Among the records below, how many lines contain the word "player"? The answer is a single number.

*** Dataset extract Section Begins ***

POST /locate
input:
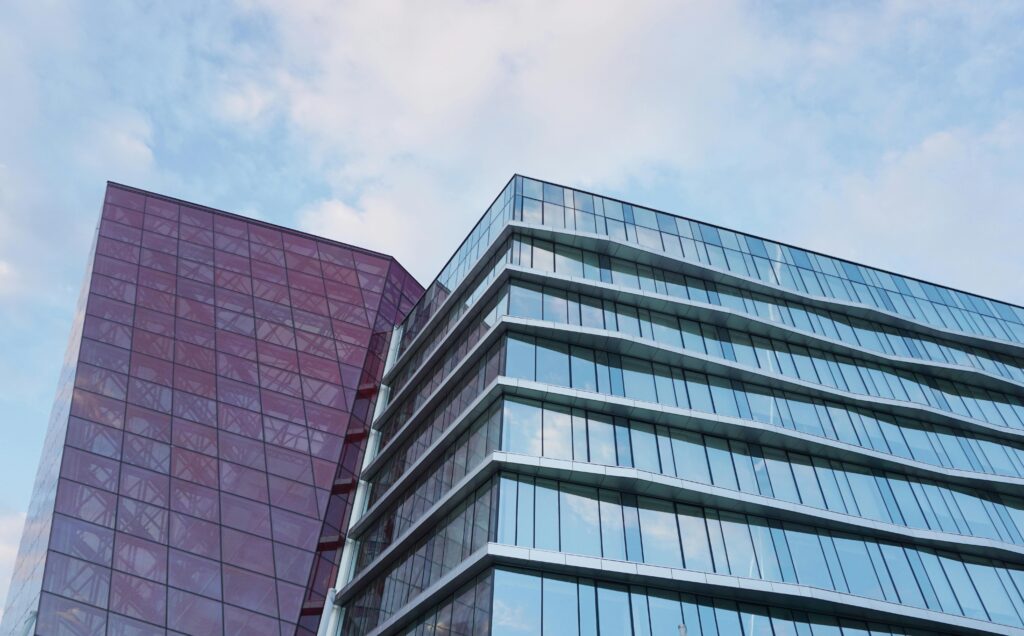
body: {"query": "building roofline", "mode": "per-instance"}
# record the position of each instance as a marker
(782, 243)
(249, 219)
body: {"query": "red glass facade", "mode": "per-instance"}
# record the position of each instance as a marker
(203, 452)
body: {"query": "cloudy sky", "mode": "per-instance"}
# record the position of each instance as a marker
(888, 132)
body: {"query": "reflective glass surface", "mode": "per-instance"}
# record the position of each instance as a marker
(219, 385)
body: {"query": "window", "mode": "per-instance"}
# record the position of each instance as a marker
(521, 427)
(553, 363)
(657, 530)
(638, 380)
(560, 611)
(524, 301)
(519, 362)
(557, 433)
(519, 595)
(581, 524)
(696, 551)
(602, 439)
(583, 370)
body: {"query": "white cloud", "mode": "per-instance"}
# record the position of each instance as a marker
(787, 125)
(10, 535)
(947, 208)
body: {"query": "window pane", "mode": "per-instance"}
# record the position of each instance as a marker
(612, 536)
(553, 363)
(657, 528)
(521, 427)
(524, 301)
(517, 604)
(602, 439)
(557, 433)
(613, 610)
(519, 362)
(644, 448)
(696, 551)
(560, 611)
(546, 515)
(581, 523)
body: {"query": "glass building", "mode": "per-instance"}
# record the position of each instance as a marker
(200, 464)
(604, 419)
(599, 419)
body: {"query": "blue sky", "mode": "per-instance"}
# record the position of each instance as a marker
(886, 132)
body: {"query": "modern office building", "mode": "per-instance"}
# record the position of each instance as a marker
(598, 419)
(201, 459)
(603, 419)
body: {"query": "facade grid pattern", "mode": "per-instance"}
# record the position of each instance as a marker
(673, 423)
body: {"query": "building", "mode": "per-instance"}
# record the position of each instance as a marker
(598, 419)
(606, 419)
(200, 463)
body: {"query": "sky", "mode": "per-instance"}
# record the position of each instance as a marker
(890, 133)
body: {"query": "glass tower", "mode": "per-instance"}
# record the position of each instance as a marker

*** Dataset extract Section Ends ***
*** Dataset extract Section Begins ***

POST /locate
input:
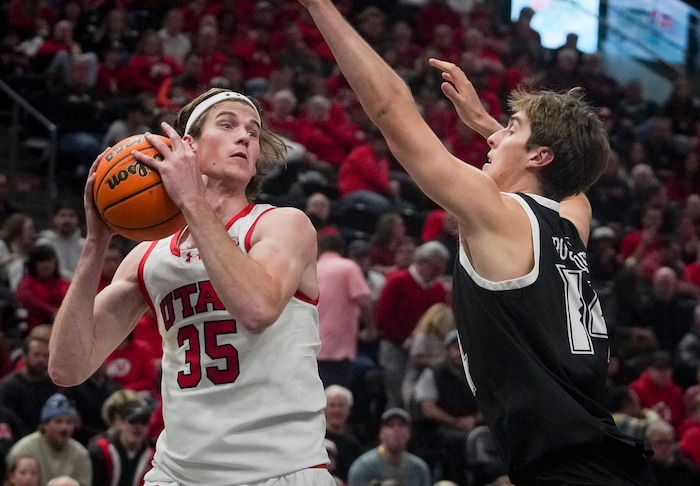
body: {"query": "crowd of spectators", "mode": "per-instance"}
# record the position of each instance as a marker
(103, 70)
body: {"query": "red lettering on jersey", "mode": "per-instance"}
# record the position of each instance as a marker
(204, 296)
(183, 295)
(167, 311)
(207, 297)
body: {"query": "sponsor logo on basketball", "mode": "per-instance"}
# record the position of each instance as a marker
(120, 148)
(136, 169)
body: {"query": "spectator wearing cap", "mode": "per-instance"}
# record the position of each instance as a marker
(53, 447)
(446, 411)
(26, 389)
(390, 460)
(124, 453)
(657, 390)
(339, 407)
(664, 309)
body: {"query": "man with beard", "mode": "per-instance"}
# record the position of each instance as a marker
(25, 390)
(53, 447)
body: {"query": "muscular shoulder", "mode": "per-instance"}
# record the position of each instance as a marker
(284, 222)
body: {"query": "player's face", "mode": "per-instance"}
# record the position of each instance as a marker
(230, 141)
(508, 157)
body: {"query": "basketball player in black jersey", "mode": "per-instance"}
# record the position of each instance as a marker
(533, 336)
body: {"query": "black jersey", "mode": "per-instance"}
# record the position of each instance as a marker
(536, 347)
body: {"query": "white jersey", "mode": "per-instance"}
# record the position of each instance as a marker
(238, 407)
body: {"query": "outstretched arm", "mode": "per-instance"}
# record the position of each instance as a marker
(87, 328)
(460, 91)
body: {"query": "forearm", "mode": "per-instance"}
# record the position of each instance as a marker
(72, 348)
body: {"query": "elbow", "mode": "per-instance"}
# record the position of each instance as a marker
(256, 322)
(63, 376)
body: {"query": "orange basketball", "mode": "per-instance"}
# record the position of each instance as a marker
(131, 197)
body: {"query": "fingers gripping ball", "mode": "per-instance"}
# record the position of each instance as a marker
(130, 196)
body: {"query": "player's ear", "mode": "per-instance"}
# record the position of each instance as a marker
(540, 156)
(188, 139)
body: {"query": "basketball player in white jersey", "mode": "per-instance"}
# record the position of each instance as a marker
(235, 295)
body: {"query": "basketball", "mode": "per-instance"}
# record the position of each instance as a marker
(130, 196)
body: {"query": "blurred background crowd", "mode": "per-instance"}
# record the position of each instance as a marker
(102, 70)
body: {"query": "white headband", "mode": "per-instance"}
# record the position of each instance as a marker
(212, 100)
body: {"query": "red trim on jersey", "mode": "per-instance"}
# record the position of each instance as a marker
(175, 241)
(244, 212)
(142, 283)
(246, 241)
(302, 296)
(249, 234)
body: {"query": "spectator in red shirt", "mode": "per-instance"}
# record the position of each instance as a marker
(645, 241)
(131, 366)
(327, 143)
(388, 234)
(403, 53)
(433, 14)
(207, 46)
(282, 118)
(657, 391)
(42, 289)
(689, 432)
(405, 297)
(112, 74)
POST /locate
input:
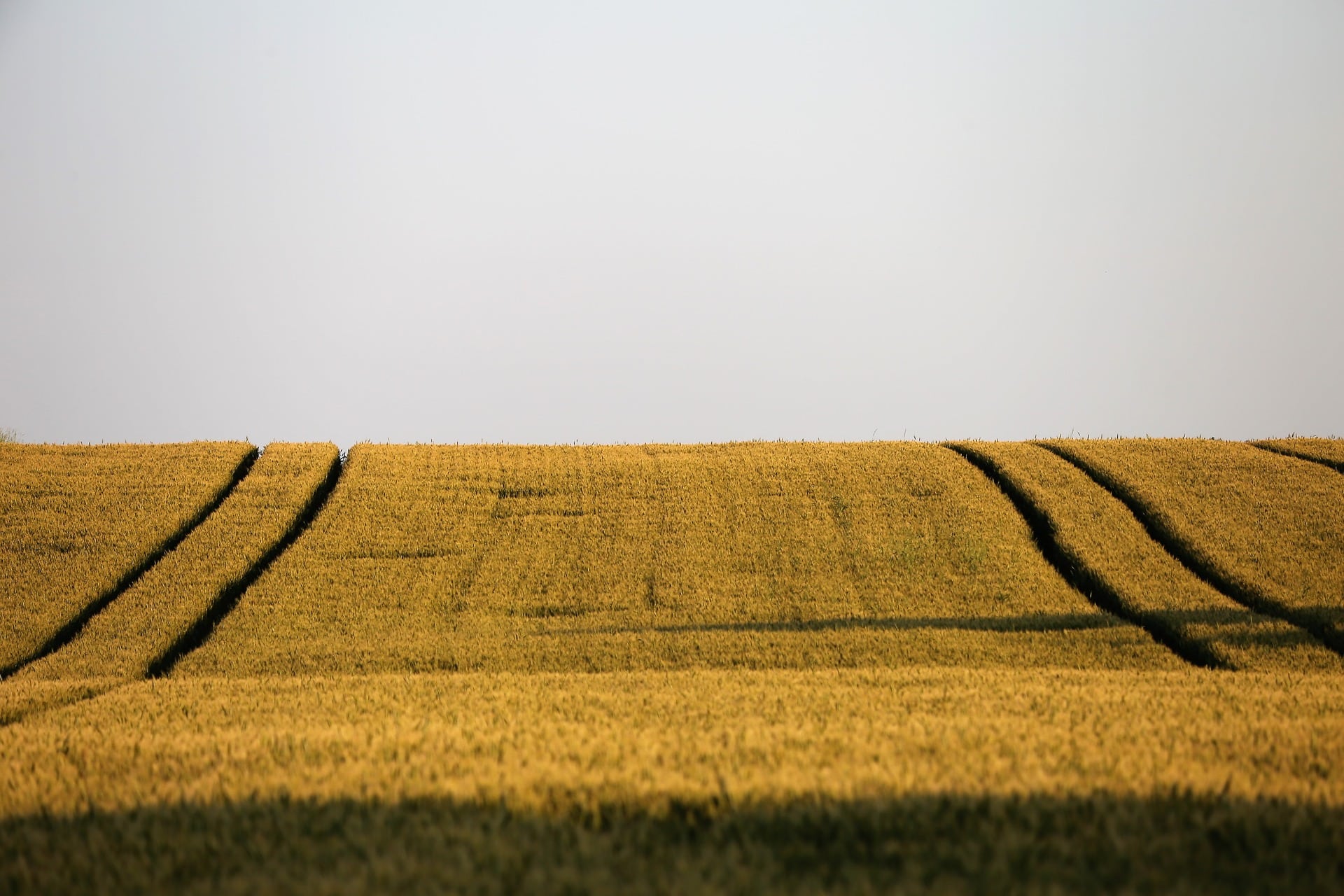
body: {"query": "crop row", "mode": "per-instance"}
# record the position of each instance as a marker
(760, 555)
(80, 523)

*** Dataset extract Section Ends ***

■ Expected answer ■
4